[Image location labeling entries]
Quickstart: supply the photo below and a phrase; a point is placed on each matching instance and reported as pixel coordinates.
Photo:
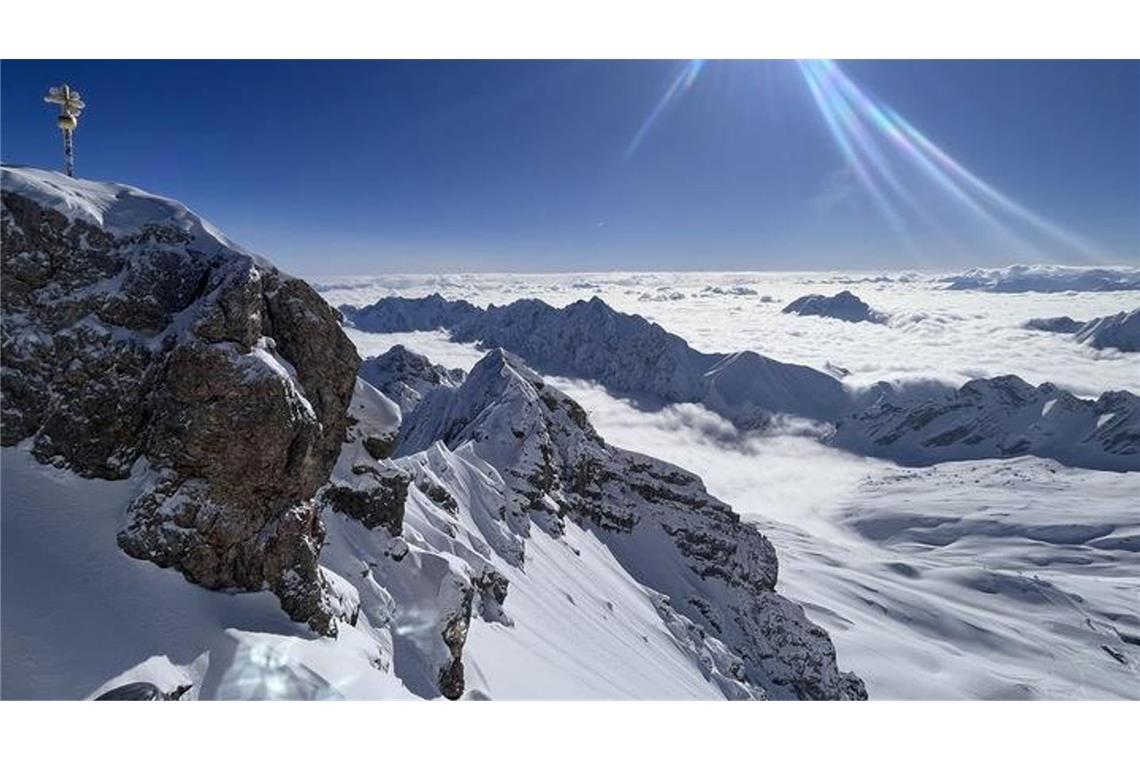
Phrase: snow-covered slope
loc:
(1001, 417)
(844, 305)
(987, 579)
(406, 376)
(624, 352)
(714, 577)
(1120, 331)
(214, 403)
(136, 332)
(1044, 278)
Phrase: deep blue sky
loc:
(333, 168)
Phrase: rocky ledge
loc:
(138, 340)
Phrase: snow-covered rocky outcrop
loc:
(1044, 278)
(405, 376)
(711, 577)
(1001, 417)
(138, 336)
(1120, 331)
(624, 352)
(1061, 325)
(844, 305)
(472, 538)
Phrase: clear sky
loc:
(339, 168)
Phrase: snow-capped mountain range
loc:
(844, 305)
(1120, 331)
(169, 392)
(625, 352)
(994, 417)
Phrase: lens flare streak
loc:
(860, 124)
(681, 83)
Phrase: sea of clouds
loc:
(934, 333)
(994, 615)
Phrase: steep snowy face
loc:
(626, 353)
(844, 305)
(1001, 417)
(135, 332)
(716, 574)
(1061, 325)
(1120, 331)
(406, 376)
(1043, 278)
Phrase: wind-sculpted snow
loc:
(1001, 417)
(1042, 278)
(717, 575)
(624, 352)
(844, 305)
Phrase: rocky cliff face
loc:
(715, 575)
(137, 336)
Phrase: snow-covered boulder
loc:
(1001, 417)
(715, 572)
(844, 305)
(1120, 331)
(136, 334)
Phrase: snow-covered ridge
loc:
(136, 332)
(844, 305)
(714, 577)
(624, 352)
(1045, 278)
(116, 209)
(1001, 417)
(1120, 331)
(406, 376)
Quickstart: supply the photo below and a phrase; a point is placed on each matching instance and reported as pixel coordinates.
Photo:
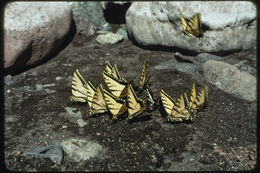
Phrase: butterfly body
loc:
(117, 87)
(193, 27)
(135, 105)
(116, 105)
(79, 92)
(96, 101)
(184, 108)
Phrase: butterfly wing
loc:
(195, 25)
(201, 98)
(167, 102)
(115, 105)
(179, 111)
(134, 103)
(143, 79)
(108, 68)
(91, 90)
(98, 105)
(117, 88)
(193, 96)
(150, 100)
(183, 23)
(79, 92)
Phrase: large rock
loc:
(33, 32)
(228, 78)
(91, 11)
(81, 18)
(81, 150)
(228, 26)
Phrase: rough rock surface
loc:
(81, 149)
(228, 78)
(158, 23)
(36, 34)
(222, 137)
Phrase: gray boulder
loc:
(228, 26)
(34, 32)
(231, 80)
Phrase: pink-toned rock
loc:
(34, 32)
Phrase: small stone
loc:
(109, 38)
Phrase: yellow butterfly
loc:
(150, 101)
(193, 27)
(197, 101)
(143, 79)
(96, 101)
(116, 105)
(113, 71)
(79, 91)
(135, 105)
(116, 87)
(176, 111)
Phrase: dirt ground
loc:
(222, 137)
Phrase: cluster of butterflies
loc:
(193, 27)
(121, 97)
(118, 99)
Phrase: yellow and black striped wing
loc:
(201, 98)
(115, 105)
(91, 90)
(117, 88)
(193, 27)
(108, 68)
(167, 101)
(134, 103)
(79, 92)
(98, 105)
(179, 111)
(143, 79)
(193, 96)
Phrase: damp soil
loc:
(222, 136)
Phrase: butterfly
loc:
(193, 27)
(197, 101)
(135, 105)
(113, 71)
(96, 101)
(116, 87)
(116, 105)
(176, 110)
(150, 101)
(79, 91)
(143, 79)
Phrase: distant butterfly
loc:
(79, 92)
(193, 27)
(135, 105)
(143, 79)
(96, 101)
(197, 101)
(116, 87)
(176, 111)
(113, 71)
(116, 105)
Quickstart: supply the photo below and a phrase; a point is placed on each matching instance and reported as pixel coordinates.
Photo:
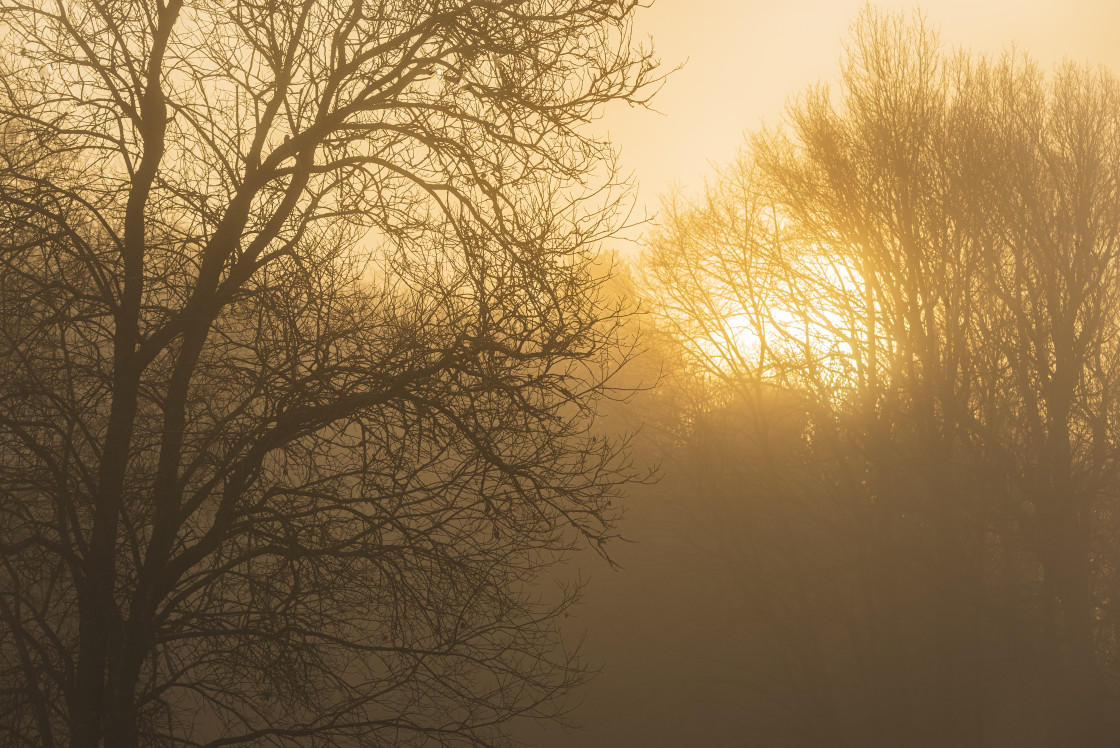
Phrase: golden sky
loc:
(746, 57)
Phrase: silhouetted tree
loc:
(299, 353)
(924, 261)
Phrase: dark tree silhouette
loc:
(923, 263)
(300, 345)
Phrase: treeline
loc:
(897, 320)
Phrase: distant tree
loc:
(924, 259)
(299, 355)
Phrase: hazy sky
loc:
(746, 57)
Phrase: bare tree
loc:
(300, 351)
(924, 260)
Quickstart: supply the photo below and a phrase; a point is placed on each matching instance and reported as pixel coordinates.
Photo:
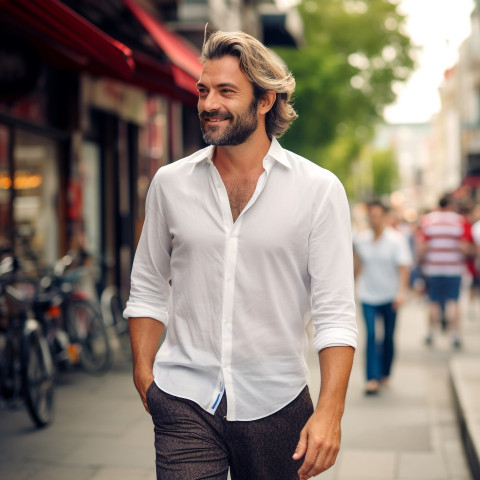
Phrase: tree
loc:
(355, 54)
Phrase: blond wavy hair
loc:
(265, 71)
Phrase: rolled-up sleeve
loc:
(330, 266)
(150, 288)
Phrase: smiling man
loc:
(243, 244)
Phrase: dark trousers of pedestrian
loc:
(380, 351)
(192, 444)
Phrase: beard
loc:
(236, 133)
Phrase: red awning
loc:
(69, 34)
(472, 181)
(186, 67)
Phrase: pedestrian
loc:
(382, 264)
(243, 243)
(442, 248)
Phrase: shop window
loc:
(36, 193)
(5, 188)
(152, 155)
(89, 178)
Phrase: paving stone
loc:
(367, 464)
(424, 466)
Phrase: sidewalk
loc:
(408, 432)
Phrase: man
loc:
(382, 258)
(255, 241)
(442, 249)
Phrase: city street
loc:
(408, 432)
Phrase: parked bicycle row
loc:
(48, 323)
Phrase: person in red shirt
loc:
(442, 256)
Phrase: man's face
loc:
(226, 106)
(376, 216)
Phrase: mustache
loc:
(218, 114)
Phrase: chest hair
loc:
(240, 191)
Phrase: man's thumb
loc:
(301, 446)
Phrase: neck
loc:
(244, 158)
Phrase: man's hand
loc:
(145, 335)
(319, 443)
(142, 382)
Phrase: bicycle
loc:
(82, 318)
(27, 369)
(112, 312)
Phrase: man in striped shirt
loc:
(442, 247)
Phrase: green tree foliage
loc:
(346, 73)
(384, 172)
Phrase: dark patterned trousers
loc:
(192, 444)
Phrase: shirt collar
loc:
(276, 152)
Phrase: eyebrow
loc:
(220, 85)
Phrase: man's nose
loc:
(210, 102)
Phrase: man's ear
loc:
(266, 102)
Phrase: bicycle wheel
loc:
(85, 327)
(121, 325)
(38, 376)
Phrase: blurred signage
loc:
(125, 101)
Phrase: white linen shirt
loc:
(242, 293)
(379, 277)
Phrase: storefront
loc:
(84, 135)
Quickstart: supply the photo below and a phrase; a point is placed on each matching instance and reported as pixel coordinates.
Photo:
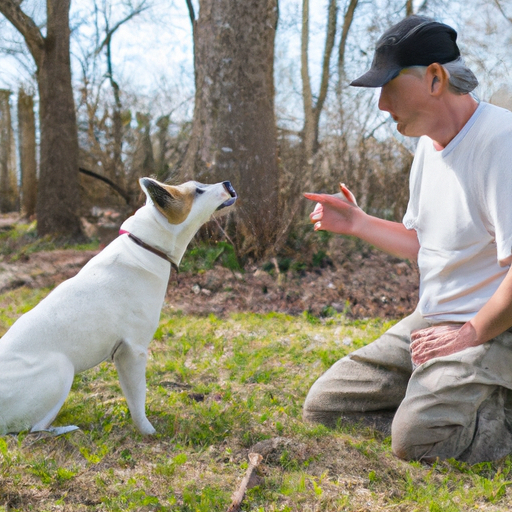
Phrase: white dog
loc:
(109, 310)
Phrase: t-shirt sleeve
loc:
(498, 193)
(411, 214)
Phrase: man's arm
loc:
(344, 217)
(493, 319)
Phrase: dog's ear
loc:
(168, 199)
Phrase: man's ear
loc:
(438, 78)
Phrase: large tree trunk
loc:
(8, 182)
(58, 197)
(234, 131)
(27, 149)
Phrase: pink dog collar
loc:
(149, 248)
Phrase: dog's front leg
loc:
(130, 362)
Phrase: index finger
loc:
(327, 199)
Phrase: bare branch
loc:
(348, 18)
(306, 83)
(26, 26)
(329, 45)
(500, 8)
(191, 12)
(110, 32)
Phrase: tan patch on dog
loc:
(178, 208)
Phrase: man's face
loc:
(407, 99)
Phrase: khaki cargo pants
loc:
(456, 406)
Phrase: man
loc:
(447, 368)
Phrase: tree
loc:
(27, 150)
(313, 110)
(8, 185)
(58, 198)
(234, 134)
(116, 172)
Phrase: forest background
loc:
(97, 93)
(255, 92)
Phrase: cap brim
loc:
(376, 77)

> _Aim_
Transcribe the listing above verbatim. Omit the pictures.

> _The answer_
Quickstart: supply the photo below and a phrase; a point is placed on each matching instance and reported as pixel coordinates.
Photo:
Phrase: snow-covered slope
loc:
(1001, 417)
(844, 305)
(987, 579)
(406, 376)
(624, 352)
(714, 577)
(1120, 331)
(214, 403)
(136, 332)
(1044, 278)
Phrase: deep blue sky
loc:
(333, 168)
Phrase: rocky ledge
loc:
(138, 340)
Phrase: snow-covered rocky outcrop
loc:
(1044, 278)
(405, 376)
(711, 577)
(1001, 417)
(138, 336)
(1120, 331)
(624, 352)
(1061, 325)
(844, 305)
(472, 538)
Phrase: clear sky
loc:
(339, 168)
Phrase: snow-capped mountain range
loc:
(844, 305)
(1120, 331)
(169, 392)
(625, 352)
(994, 417)
Phrase: lens flare streak
loc:
(860, 124)
(681, 83)
Phrase: sea of clouds
loc:
(934, 333)
(994, 615)
Phrase: steep snowy face
loc:
(626, 353)
(844, 305)
(1001, 417)
(135, 332)
(716, 574)
(1061, 325)
(1120, 331)
(406, 376)
(1043, 278)
Phrase: wind-sculpted snow
loc:
(1001, 417)
(1042, 278)
(717, 575)
(624, 352)
(844, 305)
Phrase: rocky cliff face
loc:
(715, 575)
(137, 336)
Phrase: snow-covered boulder
loc:
(1001, 417)
(715, 572)
(844, 305)
(1120, 331)
(136, 334)
Phrase: snow-covered ridge
loc:
(136, 332)
(844, 305)
(714, 577)
(624, 352)
(1045, 278)
(116, 209)
(1001, 417)
(1120, 331)
(406, 376)
Quickstart: supply the photo below and a phrase; a point is placed on each matching instance and reported as pixel coordinates.
Photo:
Phrase: butterfly body
loc:
(117, 87)
(193, 27)
(135, 105)
(116, 105)
(79, 92)
(96, 101)
(184, 108)
Phrase: butterfly wing
loc:
(195, 25)
(201, 98)
(167, 102)
(115, 105)
(179, 111)
(134, 103)
(143, 79)
(108, 68)
(91, 90)
(98, 105)
(117, 88)
(193, 96)
(150, 100)
(183, 23)
(79, 92)
Phrase: large rock
loc:
(33, 32)
(228, 78)
(91, 11)
(81, 18)
(81, 150)
(228, 26)
Phrase: rough rock surface
loc:
(81, 149)
(228, 78)
(158, 23)
(36, 34)
(222, 137)
Phrase: gray boulder
loc:
(228, 26)
(34, 32)
(231, 80)
Phrase: pink-toned rock
loc:
(34, 32)
Phrase: small stone
loc:
(109, 38)
Phrase: yellow butterfly
loc:
(150, 101)
(193, 27)
(197, 101)
(143, 79)
(96, 101)
(116, 105)
(113, 71)
(79, 91)
(135, 105)
(116, 87)
(176, 111)
Phrase: dirt ground
loc:
(222, 137)
Phrase: cluster of butterflies
loc:
(193, 27)
(121, 97)
(118, 99)
Phrase: yellow and black striped wing
loc:
(201, 98)
(115, 105)
(91, 90)
(117, 88)
(193, 27)
(108, 68)
(167, 101)
(134, 103)
(79, 92)
(98, 105)
(179, 111)
(143, 79)
(193, 96)
Phrase: damp soil
loc:
(222, 136)
Phrase: butterfly
loc:
(193, 27)
(197, 101)
(135, 105)
(113, 71)
(96, 101)
(116, 87)
(116, 105)
(176, 110)
(150, 101)
(79, 91)
(143, 79)
Phrase: distant butterfly
loc:
(79, 92)
(193, 27)
(135, 105)
(143, 79)
(96, 101)
(197, 101)
(116, 87)
(176, 111)
(113, 71)
(116, 105)
Quickstart: supply the photo below and a phrase; a point is placed on each matching instance and reported as pixel coordinates.
Photo:
Phrase: golden sky
loc:
(746, 57)
Phrase: silhouetted tree
loc:
(299, 353)
(924, 261)
Phrase: dark tree silhouette
loc:
(923, 263)
(300, 345)
Phrase: treeline
loc:
(897, 320)
Phrase: distant tree
loc:
(924, 259)
(299, 355)
Phrase: hazy sky
loc:
(746, 57)
Phrase: bare tree
loc:
(300, 351)
(924, 260)
Quickstart: supply the photo below and a phrase; a point is placed on each matching instance and reported as pixel coordinates.
Photo:
Phrase: tree
loc:
(355, 54)
Phrase: blond wavy hair
loc:
(265, 71)
Phrase: rolled-up sleeve
loc:
(330, 266)
(150, 288)
Phrase: smiling man
loc:
(243, 244)
Phrase: dark trousers of pedestrian
loc:
(380, 351)
(192, 444)
Phrase: beard
loc:
(236, 133)
Phrase: red awning
loc:
(69, 34)
(472, 181)
(186, 67)
Phrase: pedestrian
loc:
(382, 264)
(243, 243)
(442, 248)
Phrase: shop window
loc:
(36, 193)
(5, 188)
(152, 155)
(89, 178)
Phrase: paving stone
loc:
(367, 464)
(424, 466)
Phrase: sidewalk
loc:
(408, 432)
Phrase: man
loc:
(382, 258)
(255, 241)
(442, 249)
Phrase: city street
loc:
(408, 432)
Phrase: parked bicycle row
loc:
(48, 323)
Phrase: person in red shirt
loc:
(442, 256)
Phrase: man's face
loc:
(226, 106)
(376, 216)
Phrase: mustache
loc:
(218, 114)
Phrase: chest hair
loc:
(240, 191)
Phrase: man's thumb
loc:
(301, 446)
Phrase: neck
loc:
(244, 158)
Phrase: man's hand
loc:
(145, 335)
(319, 443)
(142, 382)
Phrase: bicycle
loc:
(82, 318)
(27, 369)
(112, 312)
Phrase: man in striped shirt
loc:
(442, 247)
Phrase: green tree foliage
loc:
(346, 73)
(384, 172)
Phrase: dark patterned trousers
loc:
(192, 444)
Phrase: shirt collar
loc:
(276, 152)
Phrase: eyebrow
loc:
(220, 85)
Phrase: man's nose
loc:
(210, 102)
Phrase: man's ear
loc:
(266, 102)
Phrase: bicycle wheel
loc:
(85, 327)
(121, 325)
(38, 376)
Phrase: blurred signage
loc:
(125, 101)
Phrase: white linen shirt
loc:
(242, 293)
(379, 277)
Phrase: storefront
loc:
(84, 135)
Quickstart: supply the photo below and a phrase; a point is placed on each matching instance and reported as pixel coordinates.
Photo:
Phrase: white dog
loc:
(109, 310)
Phrase: t-shirt sleeve
loc:
(498, 193)
(411, 214)
Phrase: man's arm
loc:
(344, 217)
(493, 319)
Phrase: dog's ear
loc:
(168, 199)
Phrase: man's ear
loc:
(438, 78)
Phrase: large tree trunk
loc:
(8, 182)
(58, 197)
(234, 131)
(27, 149)
Phrase: pink dog collar
loc:
(149, 248)
Phrase: dog's front leg
loc:
(130, 362)
Phrase: index finger
loc:
(327, 199)
Phrase: bare branch
loc:
(348, 18)
(306, 83)
(26, 26)
(329, 45)
(500, 8)
(191, 12)
(110, 32)
Phrase: tan patch on dog
loc:
(178, 208)
Phrase: man's face
loc:
(407, 99)
Phrase: khaki cargo pants
loc:
(456, 406)
Phrase: man
loc:
(447, 368)
Phrase: tree
loc:
(27, 150)
(313, 110)
(8, 185)
(58, 198)
(234, 134)
(116, 172)
Phrase: forest background
loc:
(97, 93)
(255, 92)
Phrase: cap brim
loc:
(376, 77)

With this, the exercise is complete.